→ WHAT THIS TASK INVOLVES: Pictures stay out; everything else in the records below is copied exactly.
[[ RECORDS SUPPLIED open ]]
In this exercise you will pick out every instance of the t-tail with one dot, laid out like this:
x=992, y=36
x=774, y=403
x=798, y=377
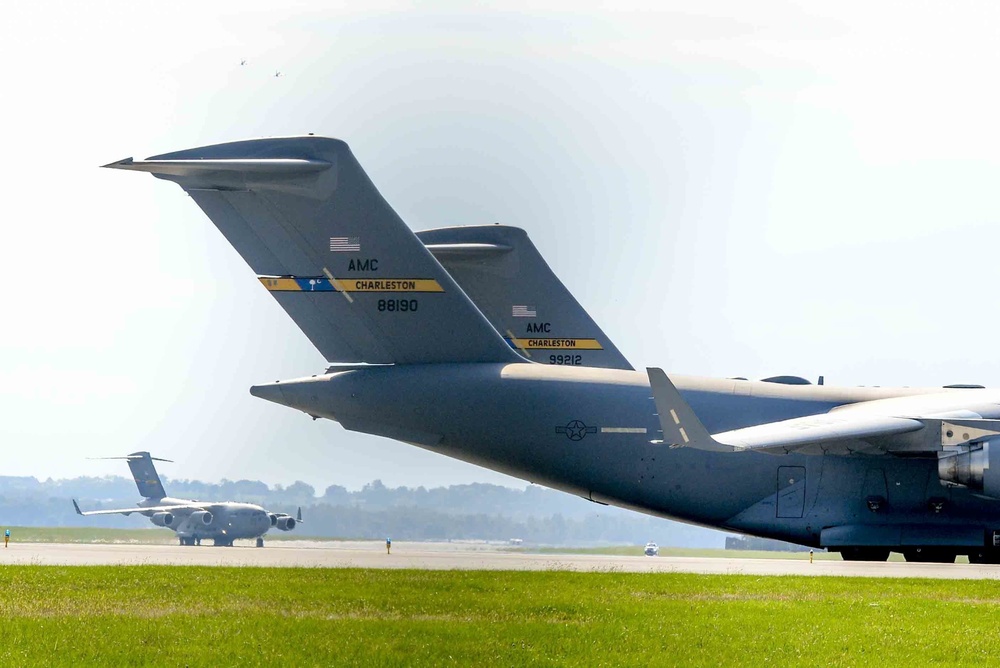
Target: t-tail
x=328, y=247
x=147, y=480
x=507, y=279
[[ RECORDS SUPPLIED closed ]]
→ TASK OUTPUT:
In this exercise you will pick out every instance of the t-tail with one dot, laid out like this:
x=992, y=36
x=774, y=403
x=798, y=377
Target: t-tail
x=328, y=247
x=147, y=480
x=507, y=279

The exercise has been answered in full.